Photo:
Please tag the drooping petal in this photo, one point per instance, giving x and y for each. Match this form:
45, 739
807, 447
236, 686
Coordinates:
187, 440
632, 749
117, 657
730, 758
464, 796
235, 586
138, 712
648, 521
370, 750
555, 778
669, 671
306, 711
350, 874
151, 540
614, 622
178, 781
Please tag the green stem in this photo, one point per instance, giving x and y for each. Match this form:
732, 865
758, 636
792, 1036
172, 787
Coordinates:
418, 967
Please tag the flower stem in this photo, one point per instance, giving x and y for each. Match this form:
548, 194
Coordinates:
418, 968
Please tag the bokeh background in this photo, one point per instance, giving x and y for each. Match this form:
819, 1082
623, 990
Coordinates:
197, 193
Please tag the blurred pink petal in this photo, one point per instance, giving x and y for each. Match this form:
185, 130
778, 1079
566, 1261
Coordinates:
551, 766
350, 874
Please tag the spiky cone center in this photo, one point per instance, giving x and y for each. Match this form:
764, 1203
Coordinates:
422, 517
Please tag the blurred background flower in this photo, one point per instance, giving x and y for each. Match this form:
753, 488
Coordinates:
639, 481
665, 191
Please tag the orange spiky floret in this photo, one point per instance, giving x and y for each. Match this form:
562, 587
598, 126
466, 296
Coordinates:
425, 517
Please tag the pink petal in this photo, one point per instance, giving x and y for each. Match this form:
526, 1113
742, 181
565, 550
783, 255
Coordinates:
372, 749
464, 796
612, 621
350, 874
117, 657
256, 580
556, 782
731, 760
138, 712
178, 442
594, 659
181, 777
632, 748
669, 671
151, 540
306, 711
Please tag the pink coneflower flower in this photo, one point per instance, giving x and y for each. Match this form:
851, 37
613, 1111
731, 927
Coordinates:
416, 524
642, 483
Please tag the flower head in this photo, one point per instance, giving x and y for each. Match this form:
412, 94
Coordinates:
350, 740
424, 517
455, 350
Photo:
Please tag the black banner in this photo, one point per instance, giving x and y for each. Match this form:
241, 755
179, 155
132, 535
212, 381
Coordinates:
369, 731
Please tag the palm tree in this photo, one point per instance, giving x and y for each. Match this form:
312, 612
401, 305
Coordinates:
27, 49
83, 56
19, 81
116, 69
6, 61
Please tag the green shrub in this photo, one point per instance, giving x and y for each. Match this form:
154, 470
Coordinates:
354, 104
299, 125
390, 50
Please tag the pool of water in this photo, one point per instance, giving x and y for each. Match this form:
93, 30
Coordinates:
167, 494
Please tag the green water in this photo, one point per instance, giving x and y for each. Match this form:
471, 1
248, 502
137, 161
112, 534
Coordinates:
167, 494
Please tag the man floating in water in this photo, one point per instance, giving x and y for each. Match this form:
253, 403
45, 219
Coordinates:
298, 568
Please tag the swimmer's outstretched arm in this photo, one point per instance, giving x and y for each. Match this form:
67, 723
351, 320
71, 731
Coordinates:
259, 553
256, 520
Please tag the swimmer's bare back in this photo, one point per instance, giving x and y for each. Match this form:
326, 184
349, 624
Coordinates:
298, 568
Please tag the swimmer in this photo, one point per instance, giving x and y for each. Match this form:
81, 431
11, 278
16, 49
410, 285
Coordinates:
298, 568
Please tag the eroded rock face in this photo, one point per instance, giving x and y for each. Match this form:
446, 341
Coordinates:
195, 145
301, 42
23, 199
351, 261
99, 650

(Direction): Copy out the lines starting at the one containing "Please tag the pool" and ending with the last line of the entries. Include nothing else.

(Correct response):
Please tag the pool of water in this photo, one point per instance, giving x and y for each. Match this form:
93, 30
Coordinates:
167, 494
Please tag the green water in this photo, one point per instance, giving x and y for each. Match this form:
471, 1
248, 502
137, 161
112, 534
Coordinates:
167, 494
Please tag the man floating in water in this photo, one point per instance, giving x and y for each. Match this form:
253, 403
45, 219
Coordinates:
298, 568
Please tag the swimmer's outstretched arm in this photo, one point per instance, giving x and y for each. Match this form:
67, 723
351, 320
71, 731
Coordinates:
259, 553
256, 520
Please tag the swimmer's bare back in this photo, one point per instance, giving x and y for each. Match this form:
326, 184
349, 624
Coordinates:
298, 568
Please tag the swimmer in this photo, one point per instance, giving x and y for each. Match this form:
81, 431
11, 278
16, 49
410, 285
Coordinates:
298, 568
Please tag the eroded rock face in this photo, one point per instance, giving x and y for each. Match this form:
446, 341
Coordinates:
195, 145
301, 42
23, 199
351, 261
99, 650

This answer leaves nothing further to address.